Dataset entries

# # # #

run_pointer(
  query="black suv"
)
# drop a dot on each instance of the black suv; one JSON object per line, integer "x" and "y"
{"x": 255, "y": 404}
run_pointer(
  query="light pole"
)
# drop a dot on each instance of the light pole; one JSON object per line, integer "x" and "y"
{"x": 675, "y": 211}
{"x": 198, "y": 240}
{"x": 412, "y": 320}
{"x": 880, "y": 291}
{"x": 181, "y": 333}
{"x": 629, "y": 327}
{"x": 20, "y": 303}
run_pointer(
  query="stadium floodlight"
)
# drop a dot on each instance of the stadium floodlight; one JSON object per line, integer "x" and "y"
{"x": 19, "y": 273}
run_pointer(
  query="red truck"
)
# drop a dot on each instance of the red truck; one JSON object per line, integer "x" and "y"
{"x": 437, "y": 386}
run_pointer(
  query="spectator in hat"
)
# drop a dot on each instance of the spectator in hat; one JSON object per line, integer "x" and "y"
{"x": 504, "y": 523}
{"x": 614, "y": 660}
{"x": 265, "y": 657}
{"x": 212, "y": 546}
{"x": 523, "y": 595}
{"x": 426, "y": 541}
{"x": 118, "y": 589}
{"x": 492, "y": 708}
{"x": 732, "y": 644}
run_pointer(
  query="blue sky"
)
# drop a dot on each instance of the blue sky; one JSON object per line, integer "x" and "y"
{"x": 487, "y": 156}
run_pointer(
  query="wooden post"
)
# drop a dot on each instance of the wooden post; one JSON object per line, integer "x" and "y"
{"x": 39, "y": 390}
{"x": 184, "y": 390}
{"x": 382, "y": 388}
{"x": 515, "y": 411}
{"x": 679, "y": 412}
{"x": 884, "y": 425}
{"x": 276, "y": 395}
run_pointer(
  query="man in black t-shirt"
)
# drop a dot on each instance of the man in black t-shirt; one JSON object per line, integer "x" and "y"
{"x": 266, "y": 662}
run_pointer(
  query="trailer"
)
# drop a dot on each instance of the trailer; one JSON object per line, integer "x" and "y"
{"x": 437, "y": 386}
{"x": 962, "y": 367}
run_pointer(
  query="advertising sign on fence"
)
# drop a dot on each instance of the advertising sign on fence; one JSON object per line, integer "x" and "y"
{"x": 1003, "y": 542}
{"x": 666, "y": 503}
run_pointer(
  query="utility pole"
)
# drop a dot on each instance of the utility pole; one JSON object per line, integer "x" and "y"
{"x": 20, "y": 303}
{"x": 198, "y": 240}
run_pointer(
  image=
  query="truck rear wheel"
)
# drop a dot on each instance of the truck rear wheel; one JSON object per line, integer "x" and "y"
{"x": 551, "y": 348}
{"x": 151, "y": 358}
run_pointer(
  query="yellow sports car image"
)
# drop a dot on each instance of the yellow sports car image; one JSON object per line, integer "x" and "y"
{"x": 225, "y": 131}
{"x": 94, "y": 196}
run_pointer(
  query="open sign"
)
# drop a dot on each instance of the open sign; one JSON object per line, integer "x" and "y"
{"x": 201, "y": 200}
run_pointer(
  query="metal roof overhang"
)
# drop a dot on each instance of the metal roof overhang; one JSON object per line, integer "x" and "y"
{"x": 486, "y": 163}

# # # #

Transcribe each record exactly as it is written above.

run_pointer(
  query="black suv"
)
# drop a dot on each instance of the black suv; one JSON object per line, integer "x" and "y"
{"x": 255, "y": 404}
run_pointer(
  query="light pole"
)
# drop a dot on each instance of the light pole; one JSON object per line, integer "x" and "y"
{"x": 675, "y": 211}
{"x": 198, "y": 240}
{"x": 412, "y": 320}
{"x": 880, "y": 291}
{"x": 181, "y": 333}
{"x": 629, "y": 327}
{"x": 20, "y": 303}
run_pointer(
  query="stadium floodlight"
)
# drop a dot on each instance of the stadium floodlight; one JSON object per line, integer "x" and "y"
{"x": 19, "y": 273}
run_pointer(
  query="red truck"
)
# drop a dot on each instance of the red truck; one JSON object per line, integer "x" and "y"
{"x": 437, "y": 386}
run_pointer(
  query="spectator in hat"
)
# drop a dot on each instance of the spectator in hat; one JSON object per line, integer "x" and "y"
{"x": 504, "y": 523}
{"x": 614, "y": 660}
{"x": 265, "y": 657}
{"x": 212, "y": 546}
{"x": 523, "y": 595}
{"x": 426, "y": 541}
{"x": 118, "y": 589}
{"x": 492, "y": 708}
{"x": 732, "y": 644}
run_pointer(
  query="blue sky"
)
# drop a dot on each instance of the blue sky; one JSON object per line, integer "x" and "y"
{"x": 487, "y": 156}
run_pointer(
  query="wooden post"
)
# drop a dot on each instance of the wooden post; one JSON object per line, integer "x" and "y"
{"x": 39, "y": 390}
{"x": 184, "y": 390}
{"x": 382, "y": 388}
{"x": 515, "y": 411}
{"x": 679, "y": 412}
{"x": 884, "y": 425}
{"x": 276, "y": 395}
run_pointer(
  query="man in black t-shirt"
)
# drop a dot on each instance of the man in black t-shirt; one JSON object per line, integer "x" and "y"
{"x": 266, "y": 662}
run_pointer(
  query="trailer"
)
# drop a dot on each instance of the trailer; one JSON object per line, integer "x" and "y"
{"x": 437, "y": 386}
{"x": 962, "y": 367}
run_pointer(
  query="advertising sign on fence"
)
# drop a dot on each instance of the advertising sign on fence; one JSON object per line, integer "x" and "y"
{"x": 1003, "y": 542}
{"x": 666, "y": 503}
run_pointer(
  query="utility pole"
)
# drop a dot on each instance of the utility pole; one JSON object per line, integer "x" and "y"
{"x": 20, "y": 303}
{"x": 198, "y": 240}
run_pointer(
  image=
  query="truck rear wheel"
)
# drop a dot on each instance of the truck rear wheel; one JSON object per line, integer "x" and "y"
{"x": 551, "y": 348}
{"x": 151, "y": 358}
run_pointer(
  query="yellow sports car image"
)
# drop a dot on each instance of the yellow sports car image; one JSON object per line, integer "x" and "y"
{"x": 225, "y": 131}
{"x": 94, "y": 196}
run_pointer(
  query="open sign"
)
# drop a dot on each instance of the open sign; one JSON object per line, integer "x" and "y"
{"x": 201, "y": 200}
run_pointer(
  query="metal roof overhang"
)
# drop a dot on each instance of the metal roof overhang; one JSON object per line, integer "x" and "y"
{"x": 486, "y": 163}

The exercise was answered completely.